WHAT TO WORK ON
Please repeat everything from the start of the records down to the line containing "152L32 160L51 156L50", switching "instance" to "object" and leaving all else unchanged.

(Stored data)
=======

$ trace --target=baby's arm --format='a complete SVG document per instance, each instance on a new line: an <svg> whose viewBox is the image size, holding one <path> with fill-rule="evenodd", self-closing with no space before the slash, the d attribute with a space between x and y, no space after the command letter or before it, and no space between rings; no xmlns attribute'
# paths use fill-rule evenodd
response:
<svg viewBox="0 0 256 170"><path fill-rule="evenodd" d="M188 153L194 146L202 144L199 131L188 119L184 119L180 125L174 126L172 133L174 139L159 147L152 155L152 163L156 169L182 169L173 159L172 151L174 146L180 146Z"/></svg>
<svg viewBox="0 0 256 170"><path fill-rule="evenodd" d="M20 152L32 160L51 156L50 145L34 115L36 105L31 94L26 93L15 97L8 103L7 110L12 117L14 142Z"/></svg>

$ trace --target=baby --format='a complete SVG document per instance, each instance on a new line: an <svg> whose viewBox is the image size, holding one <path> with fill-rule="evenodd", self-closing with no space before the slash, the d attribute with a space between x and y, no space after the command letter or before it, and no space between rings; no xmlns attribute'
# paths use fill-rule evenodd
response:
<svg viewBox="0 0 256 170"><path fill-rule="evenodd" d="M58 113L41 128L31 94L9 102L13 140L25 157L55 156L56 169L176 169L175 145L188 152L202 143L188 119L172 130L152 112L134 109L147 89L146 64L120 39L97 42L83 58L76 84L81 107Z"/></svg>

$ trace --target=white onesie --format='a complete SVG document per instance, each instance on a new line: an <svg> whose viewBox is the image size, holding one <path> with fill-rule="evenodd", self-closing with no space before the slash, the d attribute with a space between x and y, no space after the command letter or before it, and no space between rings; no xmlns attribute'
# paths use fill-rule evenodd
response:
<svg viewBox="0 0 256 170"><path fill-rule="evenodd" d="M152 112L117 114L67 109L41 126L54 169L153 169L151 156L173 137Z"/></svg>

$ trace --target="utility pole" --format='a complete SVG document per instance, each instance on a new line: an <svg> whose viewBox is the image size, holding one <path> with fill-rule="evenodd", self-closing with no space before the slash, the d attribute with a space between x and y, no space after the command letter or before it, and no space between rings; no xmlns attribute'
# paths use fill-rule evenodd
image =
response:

=======

EXERCISE OUTPUT
$ trace --target=baby's arm --format='a complete SVG document per object, each object on a new line: an <svg> whose viewBox is the image size, holding one <path> with fill-rule="evenodd", self-closing with no space before the slash, the d attribute with a space between x and y, no space after the command letter or before it, and no space between rings; no xmlns attribute'
# paths use fill-rule evenodd
response:
<svg viewBox="0 0 256 170"><path fill-rule="evenodd" d="M188 153L194 146L202 144L199 131L188 119L184 119L180 125L174 126L172 133L174 139L159 147L152 155L152 163L156 169L182 169L173 159L172 151L174 146L180 146Z"/></svg>
<svg viewBox="0 0 256 170"><path fill-rule="evenodd" d="M20 152L32 160L51 156L50 145L34 115L36 105L31 94L26 93L15 97L8 103L7 110L12 117L14 142Z"/></svg>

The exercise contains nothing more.